(Stored data entries)
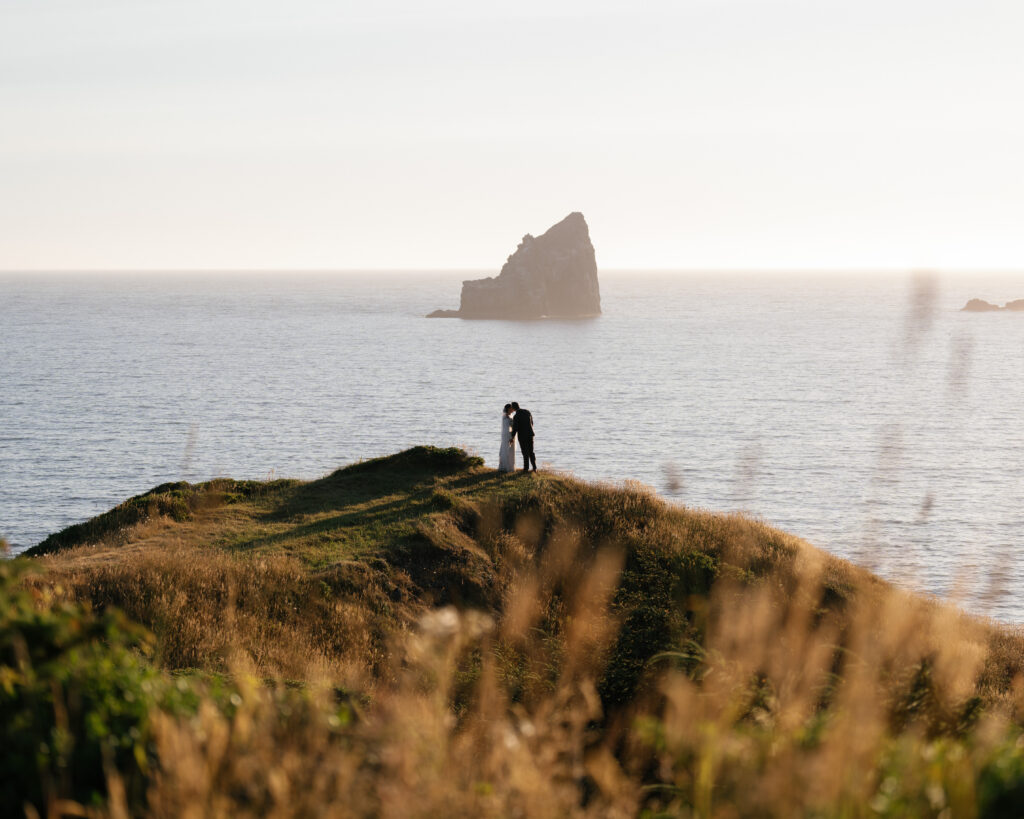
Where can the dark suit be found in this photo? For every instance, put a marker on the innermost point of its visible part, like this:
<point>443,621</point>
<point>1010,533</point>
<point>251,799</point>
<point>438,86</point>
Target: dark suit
<point>522,428</point>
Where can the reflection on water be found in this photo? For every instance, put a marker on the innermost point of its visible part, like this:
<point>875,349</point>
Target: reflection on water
<point>866,415</point>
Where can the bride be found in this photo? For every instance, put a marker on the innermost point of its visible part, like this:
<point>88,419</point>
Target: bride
<point>506,460</point>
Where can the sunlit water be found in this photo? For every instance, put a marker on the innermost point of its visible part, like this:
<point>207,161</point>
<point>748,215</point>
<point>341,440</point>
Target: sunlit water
<point>865,415</point>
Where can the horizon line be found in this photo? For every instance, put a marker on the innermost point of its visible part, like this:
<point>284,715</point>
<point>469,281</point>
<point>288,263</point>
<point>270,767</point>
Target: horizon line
<point>915,269</point>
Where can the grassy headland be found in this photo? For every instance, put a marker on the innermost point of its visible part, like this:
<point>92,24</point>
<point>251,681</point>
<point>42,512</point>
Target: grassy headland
<point>418,636</point>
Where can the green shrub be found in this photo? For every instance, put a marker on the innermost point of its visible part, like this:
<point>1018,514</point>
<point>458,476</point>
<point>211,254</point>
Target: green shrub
<point>75,698</point>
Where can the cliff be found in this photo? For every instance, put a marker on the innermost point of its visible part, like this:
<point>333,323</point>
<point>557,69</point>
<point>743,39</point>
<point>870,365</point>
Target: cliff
<point>383,636</point>
<point>553,275</point>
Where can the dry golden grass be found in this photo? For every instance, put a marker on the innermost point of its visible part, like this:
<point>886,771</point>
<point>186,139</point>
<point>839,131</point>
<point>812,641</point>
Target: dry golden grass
<point>544,647</point>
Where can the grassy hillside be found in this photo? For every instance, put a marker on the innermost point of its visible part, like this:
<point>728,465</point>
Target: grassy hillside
<point>417,635</point>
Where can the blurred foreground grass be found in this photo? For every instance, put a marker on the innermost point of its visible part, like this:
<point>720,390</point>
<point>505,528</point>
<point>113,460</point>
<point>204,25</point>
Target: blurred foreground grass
<point>417,636</point>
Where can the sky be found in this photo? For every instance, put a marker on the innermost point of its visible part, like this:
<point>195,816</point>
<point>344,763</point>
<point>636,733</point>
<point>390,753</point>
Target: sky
<point>694,134</point>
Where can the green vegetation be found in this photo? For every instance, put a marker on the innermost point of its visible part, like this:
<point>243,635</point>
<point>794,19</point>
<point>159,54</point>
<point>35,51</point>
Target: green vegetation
<point>418,636</point>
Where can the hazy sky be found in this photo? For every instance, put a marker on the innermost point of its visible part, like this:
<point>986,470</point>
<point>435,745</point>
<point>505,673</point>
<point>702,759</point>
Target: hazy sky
<point>692,134</point>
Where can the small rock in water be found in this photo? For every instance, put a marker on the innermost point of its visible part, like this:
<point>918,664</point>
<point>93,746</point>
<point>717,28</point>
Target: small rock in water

(WORK ITEM):
Each line that holds the string "rock" is to be copied from the entries above.

(TASK RESPONSE):
Where can the small rock in water be found in this photo? For every instance, put a marker on the innermost point of its visible part, like this:
Target: small rock in water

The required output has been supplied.